Text:
--
September 19, 1993|JOHN JOHNSON

They were the splintered children of America. There were Ceasar, Dasha, Jesse, Jamilett, Ali and Alex. Only two had lived their entire lives with the same two parents. The lives of those two had been anything but stable. Their families had fled oppressive foreign regimes, the Ayatollah's Iran and the former Soviet Union.

These students reflect what is going on in schools statewide, according to Policy Analysis for California Education, affiliated with UC Berkeley.

A PACE analysis called "Rebuilding Education in the Golden State" says one in five children here lives in poverty, one in six comes to school not knowing English--a figure much higher in Los Angeles--and one in 10 urban babies is born with crack cocaine in its blood. PACE said more than half the state's children will experience a broken home before they graduate from high school.

These are the disadvantaged students that Northridge had resolved to help. Among them were troublemakers and honor students.

They were chosen at random out of 1,100 students at Northridge. They weren't the most troubled kids on campus, and they weren't the best. They were just average kids, circa 1993, facing life in a world that sometimes seemed to be defined more by limits than opportunity.

Here are capsule portraits of the lives and struggles of a cross-section of the students at Northridge Middle School:

*

Ceasar Martinez

A big, beefy boy with a baby face, Ceasar Martinez strode the campus with his arms back and his belly forward, as comfortable as if he owned the place. Other students came up to talk to him hesitantly, conscious of the rank conferred on him by his size and sense of self.

His apparent self-confidence might seem surprising in a boy who had not lived with his parents for years. His father, a plumber, sometimes didn't visit for three months. Ceasar's mother was an alcoholic, the family says. His three brothers and sisters were scattered across Southern California like pennies tossed away to lighten a pocket.

Ceasar lived with his grandmother, Isolina Martinez, a constantly smiling woman who loved her grandson enough to almost make up for everything else. Almost.

In a school where A's proliferated, Ceasar was having problems. Early in the year, he got a report card with one F, a D and four U's for unsatisfactory behavior. Five U's would prevent him from participating in the graduation ceremony on stage, a humiliation that students tried to avoid.

His grandmother would like to put her foot down more about Ceasar's work habits, but didn't think that it would do much good. "I don't say nothing," she said, "because when I say no, they make the opposite."

Ceasar had a girlfriend. He had admired Waleska, a frizzy-haired girl with a huge smile, ever since she moved to California from Pennsylvania the previous year. At his 14th birthday party, when he packed 35 kids into his grandmother's rented house, he finally got together with her. Now they were inseparable, holding hands at lunch and hanging on each other with rapturous expressions after school.
--
Input data:
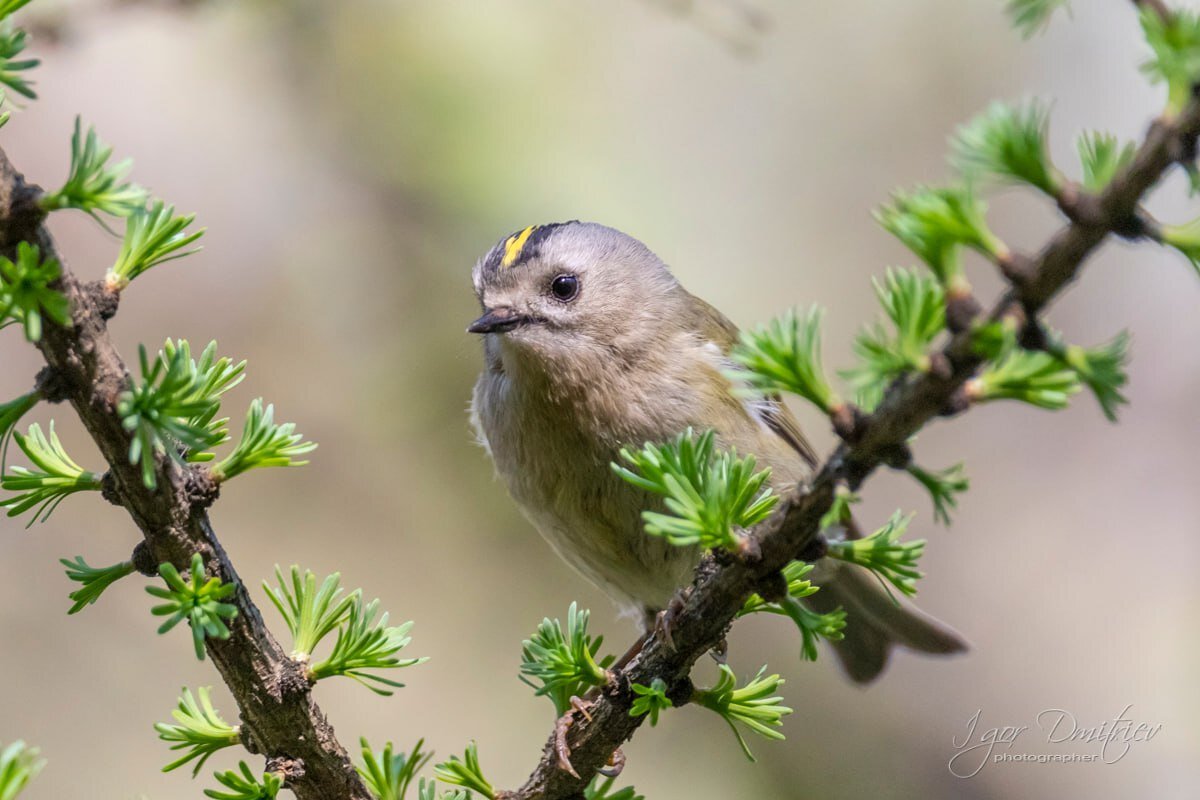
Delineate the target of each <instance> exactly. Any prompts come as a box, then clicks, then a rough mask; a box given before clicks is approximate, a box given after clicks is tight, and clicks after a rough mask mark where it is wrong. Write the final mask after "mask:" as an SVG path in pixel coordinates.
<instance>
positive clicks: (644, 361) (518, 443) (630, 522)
mask: <svg viewBox="0 0 1200 800" xmlns="http://www.w3.org/2000/svg"><path fill="white" fill-rule="evenodd" d="M472 277H473V282H474V288H475V294H476V296H478V297H479V302H480V305H481V306H482V312H484V313H482V315H481V317H480V318H479V319H476V320H475V321H473V323H472V324H470V326H469V327H468V329H467V330H468V332H472V333H479V335H482V337H484V362H485V363H484V371H482V373H481V374H480V377H479V380H478V383H476V384H475V390H474V396H473V399H472V422H473V425H474V427H475V431H476V433H478V435H479V440H480V443H481V444H482V445H484V446H485V447H486V449H487V451H488V452H490V453H491V456H492V459H493V461H494V463H496V469H497V473H498V474H499V475H500V477H502V479H503V480H504V482H505V483H506V485H508V489H509V492H510V494H511V495H512V498H514V499H515V500H516V501H517V505H520V507H521V510H522V511H523V512H524V515H526V517H528V519H529V521H530V522H532V523H533V525H534V527H535V528H536V529H538V530H539V531H540V533H541V535H542V536H544V537H545V539H546V540H547V541H548V542H550V543H551V546H552V547H553V548H554V549H556V551H557V552H558V554H559V555H560V557H563V559H565V560H566V561H568V564H570V565H571V566H574V567H576V569H577V570H578V571H580V572H581V573H582V575H583V576H584V577H587V578H589V579H590V581H592V582H593V583H595V584H598V585H599V587H600V588H601V589H605V590H606V591H607V593H608V594H610V595H611V596H612V597H613V599H614V600H616V601H617V602H618V603H619V604H622V606H624V607H625V608H626V609H630V610H634V612H635V613H641V614H642V615H643V620H644V624H646V625H647V628H648V630H649V627H650V626H652V625H653V624H654V619H655V615H656V614H658V613H659V612H662V610H664V609H666V608H667V607H668V604H670V602H671V600H672V597H673V596H674V595H676V593H677V591H678V590H679V589H680V588H682V587H685V585H688V584H689V583H690V582H691V577H692V571H694V569H695V567H696V564H697V563H698V560H700V555H701V553H700V551H698V549H696V548H692V547H677V546H673V545H668V543H667V542H666V541H665V540H664V539H661V537H658V536H652V535H649V534H647V533H646V531H644V528H643V525H644V523H643V521H642V512H643V511H644V510H655V511H662V510H665V509H664V507H662V504H661V500H660V499H659V498H656V497H653V495H649V494H647V493H646V492H643V491H641V489H640V488H637V487H634V486H631V485H629V483H626V482H625V481H623V480H622V479H620V477H619V476H617V475H616V474H614V473H613V470H612V469H611V467H610V464H611V463H612V462H614V461H618V458H619V451H620V449H622V447H624V446H629V445H635V446H636V445H641V444H642V443H646V441H665V440H667V439H671V438H672V437H674V435H677V434H678V433H680V432H683V431H685V429H688V428H692V429H695V431H708V429H712V431H713V432H714V434H715V438H716V444H718V446H720V447H736V449H737V451H738V452H739V453H752V455H754V456H755V457H756V458H757V459H758V462H760V463H761V464H764V465H767V467H769V468H770V469H772V474H770V485H772V487H773V488H774V489H775V491H776V492H780V493H786V492H787V491H790V489H791V488H792V487H793V486H796V485H797V483H802V482H803V481H805V480H806V479H808V477H809V476H810V473H811V470H812V468H814V467H815V465H816V457H815V455H814V452H812V449H811V447H810V446H809V444H808V443H806V441H805V439H804V437H803V434H802V433H800V431H799V427H798V425H797V422H796V419H794V417H793V416H792V414H791V413H790V411H788V409H787V408H786V407H785V405H784V404H782V402H781V401H780V399H779V398H776V397H751V398H748V397H746V396H745V392H738V391H737V389H738V387H737V386H736V385H734V381H736V371H737V369H738V366H737V365H736V363H734V362H733V361H732V360H731V359H730V351H731V349H732V348H733V345H734V343H736V342H737V338H738V330H737V326H734V325H733V323H731V321H730V320H728V319H726V318H725V315H722V314H721V313H720V312H719V311H716V309H715V308H714V307H713V306H710V305H708V303H707V302H704V301H703V300H701V299H698V297H696V296H694V295H691V294H689V293H688V290H686V289H684V288H683V285H680V284H679V282H678V281H677V279H676V278H674V277H673V276H672V275H671V272H670V270H668V269H667V267H666V265H665V264H664V263H662V261H661V260H659V258H658V257H655V255H654V253H652V252H650V251H649V249H648V248H647V247H646V246H644V245H643V243H642V242H640V241H637V240H636V239H634V237H631V236H628V235H625V234H623V233H620V231H618V230H614V229H612V228H606V227H604V225H600V224H595V223H586V222H565V223H556V224H546V225H532V227H529V228H526V229H523V230H521V231H517V233H515V234H512V235H511V236H508V237H505V239H503V240H502V241H500V242H498V243H497V245H496V246H494V247H493V248H492V249H491V251H490V252H488V253H487V254H486V255H485V257H484V258H482V259H480V260H479V263H478V264H476V265H475V269H474V271H473V276H472ZM731 374H732V375H734V377H732V378H731ZM848 535H853V534H852V533H851V534H848ZM812 577H814V583H815V584H816V585H818V587H820V588H821V590H820V591H818V593H816V594H815V595H812V596H811V597H809V599H808V600H806V601H805V602H809V603H811V604H812V607H814V608H816V609H817V610H820V612H822V613H823V612H828V610H833V609H834V608H836V607H839V606H840V607H842V608H845V610H846V612H847V625H846V630H845V638H844V639H842V640H841V642H838V643H835V645H834V646H835V652H836V654H838V656H839V658H840V661H841V663H842V664H844V667H845V669H846V673H847V674H848V675H850V678H851V679H853V680H854V681H858V682H866V681H870V680H872V679H874V678H876V676H877V675H878V674H880V673H881V672H882V669H883V667H884V666H886V663H887V660H888V654H889V650H890V649H892V645H894V644H899V645H904V646H906V648H910V649H912V650H917V651H922V652H931V654H949V652H956V651H960V650H965V649H966V645H965V644H964V642H962V639H961V638H960V637H959V636H958V634H956V633H955V632H954V631H952V630H950V628H948V627H946V626H944V625H942V624H941V622H938V621H936V620H934V619H932V618H930V616H928V615H925V614H923V613H922V612H919V610H917V609H916V608H913V607H911V606H901V604H898V603H896V601H895V600H893V599H892V597H890V596H889V595H888V594H887V593H886V591H884V590H883V589H882V588H881V587H880V585H878V582H876V581H875V578H874V576H871V575H870V573H868V572H866V571H865V570H863V569H860V567H857V566H853V565H848V564H845V563H835V561H833V559H822V561H821V564H820V570H818V571H815V572H814V573H812Z"/></svg>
--
What you will do:
List the first names of all the students named in the opening paragraph of the Northridge Middle School article that comes before the listing.

Result below:
Ceasar, Dasha, Jesse, Jamilett, Ali, Alex